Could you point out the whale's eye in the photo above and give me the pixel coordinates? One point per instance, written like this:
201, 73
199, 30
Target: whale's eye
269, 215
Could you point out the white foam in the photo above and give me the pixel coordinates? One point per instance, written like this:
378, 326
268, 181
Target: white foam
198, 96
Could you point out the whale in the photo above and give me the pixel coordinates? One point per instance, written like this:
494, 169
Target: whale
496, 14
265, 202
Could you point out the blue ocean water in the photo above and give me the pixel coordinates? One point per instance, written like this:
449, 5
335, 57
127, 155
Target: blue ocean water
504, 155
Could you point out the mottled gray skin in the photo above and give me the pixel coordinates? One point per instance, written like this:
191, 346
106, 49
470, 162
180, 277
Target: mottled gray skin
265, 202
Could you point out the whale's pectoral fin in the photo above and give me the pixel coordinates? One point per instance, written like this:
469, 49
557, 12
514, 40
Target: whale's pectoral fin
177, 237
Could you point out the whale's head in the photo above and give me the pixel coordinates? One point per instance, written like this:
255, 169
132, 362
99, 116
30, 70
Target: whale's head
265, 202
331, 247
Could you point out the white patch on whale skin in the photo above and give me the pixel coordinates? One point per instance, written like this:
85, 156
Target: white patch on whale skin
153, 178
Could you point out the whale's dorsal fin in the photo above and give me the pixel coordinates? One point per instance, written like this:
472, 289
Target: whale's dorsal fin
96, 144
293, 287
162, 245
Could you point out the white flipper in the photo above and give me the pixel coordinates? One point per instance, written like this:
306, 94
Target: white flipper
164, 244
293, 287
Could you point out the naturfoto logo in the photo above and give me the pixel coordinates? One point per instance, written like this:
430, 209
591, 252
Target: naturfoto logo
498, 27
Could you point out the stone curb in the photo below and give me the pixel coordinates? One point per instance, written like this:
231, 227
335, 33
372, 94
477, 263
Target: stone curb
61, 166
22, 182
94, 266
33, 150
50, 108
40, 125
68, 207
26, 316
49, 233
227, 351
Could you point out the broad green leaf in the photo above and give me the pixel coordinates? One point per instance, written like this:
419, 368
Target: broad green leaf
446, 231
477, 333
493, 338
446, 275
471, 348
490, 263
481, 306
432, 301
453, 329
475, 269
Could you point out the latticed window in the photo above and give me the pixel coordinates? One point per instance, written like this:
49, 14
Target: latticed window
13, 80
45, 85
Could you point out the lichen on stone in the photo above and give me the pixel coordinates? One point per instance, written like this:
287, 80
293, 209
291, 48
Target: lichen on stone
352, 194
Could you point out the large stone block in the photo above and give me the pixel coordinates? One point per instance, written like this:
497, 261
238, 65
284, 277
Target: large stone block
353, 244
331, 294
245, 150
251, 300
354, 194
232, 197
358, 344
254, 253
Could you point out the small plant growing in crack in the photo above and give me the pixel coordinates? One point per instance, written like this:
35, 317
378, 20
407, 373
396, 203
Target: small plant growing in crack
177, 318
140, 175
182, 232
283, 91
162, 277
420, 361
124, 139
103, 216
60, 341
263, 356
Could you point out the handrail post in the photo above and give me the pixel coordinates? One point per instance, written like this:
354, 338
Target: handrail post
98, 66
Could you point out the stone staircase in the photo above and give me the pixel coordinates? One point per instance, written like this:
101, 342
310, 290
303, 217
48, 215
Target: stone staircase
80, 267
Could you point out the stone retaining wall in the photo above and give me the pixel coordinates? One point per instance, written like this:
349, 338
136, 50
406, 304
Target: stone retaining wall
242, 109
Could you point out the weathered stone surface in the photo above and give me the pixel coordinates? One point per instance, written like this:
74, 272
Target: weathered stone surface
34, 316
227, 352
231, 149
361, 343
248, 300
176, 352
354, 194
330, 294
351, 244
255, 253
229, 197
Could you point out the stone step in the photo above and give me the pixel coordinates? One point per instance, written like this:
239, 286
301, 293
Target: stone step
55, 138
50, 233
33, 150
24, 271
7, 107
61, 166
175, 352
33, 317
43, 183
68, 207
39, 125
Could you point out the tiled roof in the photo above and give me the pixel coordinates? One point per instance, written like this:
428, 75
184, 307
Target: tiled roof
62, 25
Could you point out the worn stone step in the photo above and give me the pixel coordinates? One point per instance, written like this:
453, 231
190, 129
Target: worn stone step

..............................

Task instructions:
Give an exact copy of all the material above.

Expected answer:
Could you point out the whale's eye in the photo above and give me the pixel coordinates? One point per instance, written like this:
201, 73
199, 30
Target: whale's eye
269, 215
Could you point out the white foam in the photo above and give me the pixel coordinates? One point per instance, written like this:
378, 326
268, 181
Target: white foam
198, 96
Could you point out the whale in the photo above and give me the pixel coordinates? One point per instance, written like this:
494, 169
Target: whale
496, 14
265, 202
Could you point out the blue ocean water in the photo above and give me the pixel coordinates? One point per instance, written like this:
449, 5
335, 57
127, 155
Target: blue ocean water
504, 155
Could you point out the mottled gray skin in the photo above and give me the pixel coordinates? One point per instance, written like this:
191, 346
106, 49
470, 162
180, 277
Target: mottled gray skin
265, 202
Could you point out the whale's pectoral fin in the photo above and give me the pixel coordinates? One point per instance, written like this:
469, 49
557, 12
514, 40
Target: whale's pectoral fin
177, 237
Could you point out the whale's head in the photo above and give me the pixel coordinates? One point per instance, written like this:
255, 169
132, 362
99, 116
30, 70
Target: whale's head
265, 202
331, 247
Could you point out the white patch on whale skin in the photo above and give me the pixel coordinates? One point per instance, written like this:
85, 156
Target: white patch on whale skin
153, 178
Could you point out the whale's dorsal fin in the photo above and give me the pixel coordinates? One point per instance, written like this:
472, 289
Target: whale's dorsal fin
96, 144
293, 287
162, 245
Could you point out the white flipper in the photo above and give me the pixel coordinates? One point per instance, written like this:
306, 94
Target: white flipper
164, 244
293, 287
Could you point out the naturfoto logo in the photo above and give me the pixel coordinates? One point per instance, written like this:
430, 209
591, 252
Target: naturfoto logo
498, 27
Could you point out the stone curb in the photo below and give me the pixel coordinates? One point per instance, written like this:
231, 227
335, 33
372, 94
477, 263
Target: stone curb
61, 166
22, 182
94, 266
33, 150
50, 108
40, 125
68, 207
26, 316
49, 233
227, 351
Could you point out the broad green leaf in the photo above and give me the pixel coordinates? One point per instance, written like this:
419, 368
Target: broad green leaf
446, 231
477, 333
493, 338
446, 275
471, 348
490, 263
481, 306
432, 301
453, 329
475, 269
Could you point out the latticed window in the photo above and give me the pixel coordinates? One point per instance, written like this:
49, 14
Target: latticed window
13, 80
45, 85
Could you point out the lichen on stone in the photo above and give me the pixel coordinates? One point per instance, written like this:
287, 80
293, 209
291, 48
Target: lichen on stone
352, 194
Could you point out the large stone block in the photo above and give me the pixel coordinates? One point per instance, written like this:
497, 261
238, 65
284, 277
Target: large stone block
353, 244
331, 294
245, 150
251, 300
354, 194
232, 197
358, 344
254, 253
Could you point out the small plant growing in crack in the photo above and give me the pixel coordinates? One point per instance, written like this:
35, 317
378, 20
407, 373
396, 203
Target: small plant growing in crack
177, 318
140, 175
182, 232
283, 91
162, 277
420, 361
124, 139
103, 216
60, 341
263, 356
Could you point out the handrail post in the photo above and give me the pixel coordinates? One point per instance, written like this:
354, 338
Target: handrail post
98, 66
Could you point out the stone staircase in the photo above and give me the pixel coordinates? One point per instance, written like this:
101, 342
310, 290
303, 217
48, 215
Target: stone staircase
80, 267
Could you point out the stone retaining wall in the photo above and give me the pixel coordinates? One point per instance, written like this:
349, 338
136, 50
406, 304
Target: stone retaining wall
242, 109
Could you point out the weathered stone surface in the photo above and give me the pixel coordinates? One point per instance, written like this:
74, 272
Target: weathered stone surface
34, 316
227, 352
231, 149
361, 343
248, 300
176, 352
354, 194
330, 294
351, 244
255, 253
229, 197
Could you point out the stone step in the photo above and give me the pixel coordinates? One point per instance, written like this:
239, 286
301, 293
Target: stone step
55, 138
50, 233
33, 150
24, 271
7, 107
61, 166
175, 352
33, 317
43, 183
68, 207
39, 125
Could you point out the tiled roof in the photo above and give me the pixel coordinates? One point per instance, written like this:
428, 75
184, 307
Target: tiled roof
62, 25
Could you point out the worn stone step in the photo above and give me the pixel coordinates? One point per instance, written like this:
453, 231
190, 129
Target: worn stone step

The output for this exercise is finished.